■ **作業依頼 1**
短期滞在ビザの解説文をもとに、次の問いに答えよ。
(a) 「短期滞在」で認められる滞在期間は何日以内か。
(b) 2017年のデータで、「短期滞在」ビザで日本に来た外国人の数は約何人か。
(c) 「短期滞在」ビザで日本に来る場合に禁止されている活動は何か。
■ **作業依頼 2**
短期滞在ビザの解説文の「近年は、日本に来る外国人観光」から「活動」であるとされています。」までの部分を、「親族の訪問」を「知人の訪問」に入れ替えて書き直せ。
■ **作業依頼 3**
短期滞在ビザの解説文の最後の文に続けて、その先を書き進めよ。

近年は、日本に来る外国人観光客も増加しているので、今回はこの「短期滞在」ビザについて解説をしていきたいと思います。

皆様の参考になれば幸いです。

在留資格全般については、以下の記事を参考にしてください。↓
外国人の在留資格制度とは?わかりやすく徹底解説します!

短期滞在ビザとは?

短期滞在ビザとは?

そもそも、「短期滞在」とは、「日本に短期間滞在して行う観光、保養、スポ―ツ、親族の訪問、見学、講習又は会合への参加、業務連絡その他これらに類似する短期商用で、短期(90日以内)の滞在をする活動」であるとされています。

短期滞在の活動目的

<参照:在留資格一覧表より>

短期滞在で日本に来る外国人の数は?

短期滞在で日本に来る外国人の数は?

法務省の発表によると、2017年のデータでは、「短期滞在」ビザで日本に来た外国人の数は、約2,460万人であると公表されています。

観光立国を目指している日本では、今後も外国人観光客の増加が見込まれますので、「短期滞在」ビザで日本に来る外国人の数も増加していくものと考えられます。

在留資格別外国人新規入国者数の推移

<参照:法務省 外国人入国者数及び日本人出国者数等について

報酬を受ける活動は禁止

「短期滞在」ビザで日本に来る場合は、「収入を伴う事業を運営する活動」及び「報酬を受ける活動」は禁止されています。

つまり、「短期滞在」ビザを取得して日本に来た外国人は、働くことが原則禁止されています。

■ **収集データ**
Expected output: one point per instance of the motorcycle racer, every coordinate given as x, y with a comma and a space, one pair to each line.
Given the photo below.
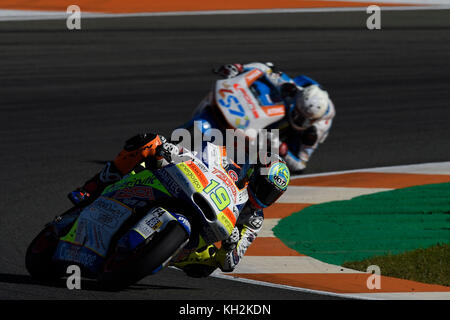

■ **作業結果 1**
(a) 90日以内
(b) 約2,460万人
(c) 「収入を伴う事業を運営する活動」及び「報酬を受ける活動」

■ **作業結果 2**
近年は、日本に来る外国人観光客も増加しているので、今回はこの「短期滞在」ビザについて解説をしていきたいと思います。

皆様の参考になれば幸いです。

在留資格全般については、以下の記事を参考にしてください。↓
外国人の在留資格制度とは?わかりやすく徹底解説します!

短期滞在ビザとは?

短期滞在ビザとは?

そもそも、「短期滞在」とは、「日本に短期間滞在して行う観光、保養、スポ―ツ、知人の訪問、見学、講習又は会合への参加、業務連絡その他これらに類似する短期商用で、短期(90日以内)の滞在をする活動」であるとされています。

■ **作業結果 3**
そのため、外国人による「労務提供が日本国内」で行われたことによって、その対価として外国人が金銭などの対価を日本国内から支給された場合は、「報酬を受ける活動」に該当するので注意が必要です。

短期滞在ビザの活動内容は?

短期滞在ビザの活動内容は?

上述した通り、「短期滞在」ビザの活動内容は、「日本に短期間滞在して行う観光、保養、スポ―ツ、親族の訪問、見学、講習又は会合への参加、業務連絡その他これらに類似する活動」を行うことです。

具体的には以下の活動が考えられます。

短期滞在ビザの具体的な活動

1、観光、娯楽、参詣、通過の目的での滞在

2、保養、病気治療の目的で滞在

※入院して治療を受ける外国人患者又はその同行者は、滞在期間が90日以内の場合は「短期滞在」、90日を超える場合は「特定活動」が決定されることになります。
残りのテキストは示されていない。